Set task
Reproduce every one of the records below verbatim, leaving out the pictures.
--- start ---
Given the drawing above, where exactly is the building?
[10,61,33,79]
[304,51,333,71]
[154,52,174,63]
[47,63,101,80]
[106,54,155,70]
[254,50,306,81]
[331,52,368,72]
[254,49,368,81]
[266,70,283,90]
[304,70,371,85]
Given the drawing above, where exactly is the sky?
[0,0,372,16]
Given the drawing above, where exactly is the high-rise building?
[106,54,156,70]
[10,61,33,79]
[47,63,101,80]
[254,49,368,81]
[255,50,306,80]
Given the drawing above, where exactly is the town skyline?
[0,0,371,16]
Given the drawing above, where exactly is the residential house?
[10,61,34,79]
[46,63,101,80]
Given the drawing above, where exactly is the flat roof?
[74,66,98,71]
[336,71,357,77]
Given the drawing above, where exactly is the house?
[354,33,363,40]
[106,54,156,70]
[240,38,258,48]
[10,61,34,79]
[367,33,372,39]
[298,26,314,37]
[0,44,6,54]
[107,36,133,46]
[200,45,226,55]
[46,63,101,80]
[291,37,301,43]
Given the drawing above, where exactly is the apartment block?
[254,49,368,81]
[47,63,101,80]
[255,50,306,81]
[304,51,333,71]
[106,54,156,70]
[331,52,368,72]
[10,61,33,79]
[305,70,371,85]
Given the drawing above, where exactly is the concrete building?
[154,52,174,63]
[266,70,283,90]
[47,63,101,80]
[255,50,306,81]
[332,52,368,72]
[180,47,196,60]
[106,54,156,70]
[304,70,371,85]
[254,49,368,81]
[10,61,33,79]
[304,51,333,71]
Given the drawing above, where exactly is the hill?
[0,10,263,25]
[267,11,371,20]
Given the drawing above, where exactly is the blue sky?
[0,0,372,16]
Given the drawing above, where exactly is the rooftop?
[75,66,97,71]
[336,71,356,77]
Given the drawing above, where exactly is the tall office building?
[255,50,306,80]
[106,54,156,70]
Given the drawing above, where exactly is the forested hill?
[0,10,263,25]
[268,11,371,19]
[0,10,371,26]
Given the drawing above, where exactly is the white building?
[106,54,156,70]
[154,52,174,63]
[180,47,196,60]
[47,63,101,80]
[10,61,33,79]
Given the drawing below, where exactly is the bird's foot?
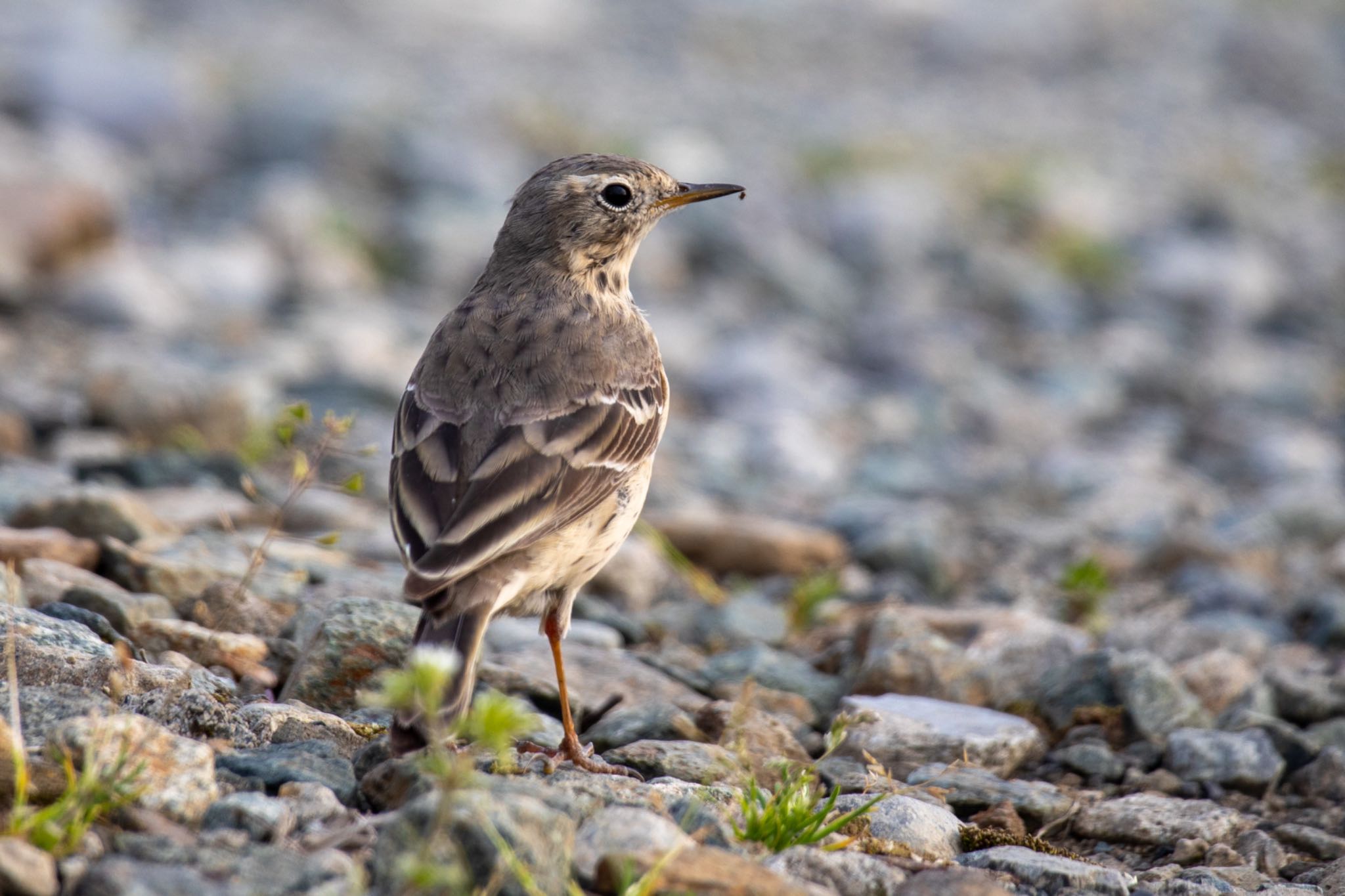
[515,740,644,780]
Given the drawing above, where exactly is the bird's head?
[494,154,742,291]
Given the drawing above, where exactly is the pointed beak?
[653,184,747,211]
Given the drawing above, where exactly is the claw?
[515,740,644,780]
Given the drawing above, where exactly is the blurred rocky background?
[0,0,1345,893]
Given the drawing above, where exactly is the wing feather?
[389,375,667,599]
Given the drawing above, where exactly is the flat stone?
[701,643,845,715]
[854,607,988,704]
[280,598,420,714]
[897,866,1010,896]
[0,837,60,896]
[906,763,1074,828]
[597,846,815,896]
[837,794,961,861]
[9,485,173,542]
[761,846,906,896]
[1164,728,1285,794]
[1233,830,1289,877]
[215,740,355,806]
[1110,650,1213,743]
[277,780,348,829]
[1272,823,1345,861]
[122,687,258,748]
[51,714,219,825]
[185,579,298,638]
[603,740,744,784]
[0,607,191,693]
[695,700,812,787]
[77,856,236,896]
[200,790,295,842]
[958,846,1136,896]
[135,619,276,685]
[137,485,270,532]
[838,694,1046,777]
[581,698,697,752]
[0,525,99,570]
[481,637,706,711]
[60,582,177,637]
[371,782,575,893]
[1073,794,1251,846]
[652,511,847,576]
[0,684,117,751]
[20,557,128,607]
[238,701,368,759]
[573,806,694,883]
[1049,742,1126,782]
[1289,746,1345,802]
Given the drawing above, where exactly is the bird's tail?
[389,605,491,756]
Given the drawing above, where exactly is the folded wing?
[390,375,667,601]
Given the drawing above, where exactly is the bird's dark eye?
[603,184,632,208]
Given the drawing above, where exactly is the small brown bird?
[390,154,742,775]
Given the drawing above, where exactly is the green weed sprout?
[732,716,887,853]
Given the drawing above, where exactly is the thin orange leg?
[518,614,644,780]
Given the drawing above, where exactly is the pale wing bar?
[390,384,665,599]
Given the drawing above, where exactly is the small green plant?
[635,520,728,606]
[8,747,144,857]
[732,716,887,853]
[363,647,537,893]
[788,570,841,631]
[1060,556,1111,625]
[5,577,144,857]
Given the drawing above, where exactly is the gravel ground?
[0,0,1345,896]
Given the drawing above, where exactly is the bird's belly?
[500,459,652,622]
--- end ---
The completed task
Given the drawing above, where exactly is the building?
[10,61,33,79]
[304,51,333,71]
[154,52,174,63]
[47,63,101,80]
[106,54,155,70]
[254,50,306,81]
[331,52,368,72]
[254,49,368,81]
[266,70,283,90]
[304,70,371,85]
Given the drawing above, where exactly is the sky?
[0,0,372,16]
Given the drawing above, where exactly is the high-rise building?
[106,54,156,70]
[10,61,33,79]
[47,63,101,80]
[254,49,368,81]
[255,50,306,80]
Given the drawing above, where exactly is the town skyline?
[0,0,371,16]
Given the drawing above, where exactly is the residential house?
[10,61,34,79]
[46,63,101,80]
Given the drawing above, where exactly is the flat roof?
[74,66,98,71]
[336,71,357,77]
Given the drawing above, where exactly is the house?
[354,33,363,40]
[106,54,156,70]
[240,38,258,48]
[10,61,34,79]
[367,33,372,39]
[298,26,314,37]
[0,44,6,54]
[107,36,133,46]
[200,45,226,55]
[46,63,101,80]
[291,37,301,43]
Given the drawing above, where exactly is the apartment block?
[254,49,368,81]
[47,63,101,80]
[255,50,306,81]
[304,51,333,71]
[106,54,156,70]
[331,52,368,72]
[10,61,33,79]
[305,70,371,85]
Given the drawing above, where exactly is the concrete building?
[154,52,174,63]
[266,70,283,90]
[47,63,101,80]
[255,50,306,81]
[332,52,368,72]
[180,47,196,60]
[106,54,156,70]
[304,70,371,85]
[254,49,368,81]
[10,61,33,79]
[304,51,333,71]
Given the drawing above, where exactly is the hill?
[0,10,263,25]
[267,11,371,20]
Given the drawing above, where exactly is the blue sky?
[0,0,372,16]
Given the drawing above, where exactly is the rooftop?
[75,66,97,71]
[336,71,356,77]
Given the drawing above, where exactly is the tall office building?
[255,50,306,80]
[106,54,156,70]
Given the drawing above, where exactly is the forested hill?
[0,10,263,25]
[268,11,371,19]
[0,10,371,26]
Given the drawing above, where exactly is the white building?
[106,54,156,70]
[154,52,174,63]
[180,47,196,60]
[47,63,101,80]
[10,61,33,79]
Given the drawing below, where exactly is the bird's foot?
[515,740,644,780]
Given the drawing above, where exactly is the bird's head?
[494,154,742,291]
Given the drawing above, where exactly is the pointed beak?
[653,184,747,211]
Given the drawing above, where exactly is the claw?
[515,740,644,780]
Given the drawing above, where exactly is the blurred rocky background?
[0,0,1345,893]
Given the drawing above, where exactly is the wing feather?
[389,375,667,599]
Given the drawing above, where exactly is the flat stone?
[701,643,845,715]
[854,607,988,704]
[280,598,420,714]
[897,866,1010,896]
[0,837,60,896]
[906,763,1074,828]
[597,846,815,896]
[837,794,961,861]
[9,485,173,542]
[761,846,906,896]
[1164,728,1285,794]
[1233,830,1289,877]
[215,740,355,806]
[1110,650,1213,743]
[277,780,348,829]
[1272,823,1345,861]
[122,687,258,748]
[51,714,219,825]
[185,579,298,638]
[603,740,744,784]
[0,607,191,693]
[695,700,812,787]
[77,856,236,896]
[200,790,295,842]
[958,846,1136,896]
[135,619,276,685]
[137,485,270,532]
[838,694,1046,777]
[581,698,697,752]
[0,525,99,570]
[481,637,706,711]
[60,582,177,637]
[371,782,575,893]
[1073,794,1251,846]
[652,511,847,576]
[0,684,117,751]
[20,557,128,607]
[238,701,368,759]
[573,806,694,883]
[1049,742,1126,782]
[1289,746,1345,802]
Given the drawing above, where exactly is the bird's tail?
[389,605,491,756]
Given the drawing above, where exactly is the folded wing?
[390,375,667,601]
Given the drawing above, where exactly is the bird's dark eye?
[603,184,632,208]
Given the drawing above, where exactly is the small brown bird?
[390,154,742,775]
Given the drawing above, where exactly is the green weed sprout?
[732,716,887,853]
Given the drawing above, where exactly is the thin orange leg?
[518,614,644,780]
Given the drawing above, where exactly is the pale wing bar?
[390,384,665,599]
Given the drawing above, where exactly is the small green plant?
[635,520,728,606]
[8,747,144,857]
[732,716,887,853]
[363,647,537,893]
[788,570,841,631]
[1060,556,1111,625]
[5,577,144,857]
Given the drawing above, where exactly is the gravel ground?
[0,0,1345,896]
Given the drawing above, where exactly is the bird's belly?
[500,459,652,622]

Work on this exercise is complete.